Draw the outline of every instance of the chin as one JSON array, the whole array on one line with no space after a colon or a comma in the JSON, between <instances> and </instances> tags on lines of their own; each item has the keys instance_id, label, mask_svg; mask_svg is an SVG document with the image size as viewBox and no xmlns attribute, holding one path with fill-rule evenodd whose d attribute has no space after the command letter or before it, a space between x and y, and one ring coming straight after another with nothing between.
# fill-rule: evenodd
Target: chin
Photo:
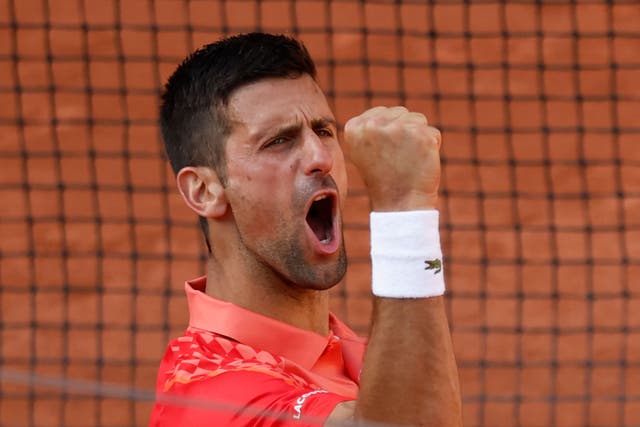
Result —
<instances>
[{"instance_id":1,"label":"chin","mask_svg":"<svg viewBox=\"0 0 640 427\"><path fill-rule=\"evenodd\" d=\"M287 281L297 288L326 291L336 286L347 272L347 258L342 248L336 259L321 265L289 265Z\"/></svg>"}]
</instances>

* What you have to do: Lay out the records above as a JSON list of strings, one per line, skipping blank lines and leaving out the pictures.

* Full response:
[
  "Draw the outline of every instance of the chin as one JSON array, the whole array on one line with no space after a colon or a comma in the JSON, between <instances> and </instances> tags on lines of their own; each item has the keys instance_id, label, mask_svg; mask_svg is an SVG document with the image size as viewBox and no xmlns attribute, holding one path with fill-rule evenodd whose d attribute has no space after the command letter or before it, a space between x and y, and one ring coming straight after another with nothing between.",
  "# fill-rule: evenodd",
  "Target: chin",
  "Photo:",
  "Result —",
  "<instances>",
  "[{\"instance_id\":1,\"label\":\"chin\",\"mask_svg\":\"<svg viewBox=\\\"0 0 640 427\\\"><path fill-rule=\\\"evenodd\\\" d=\\\"M287 281L297 288L326 291L336 286L347 272L347 258L342 248L336 259L321 265L289 265Z\\\"/></svg>\"}]",
  "</instances>"
]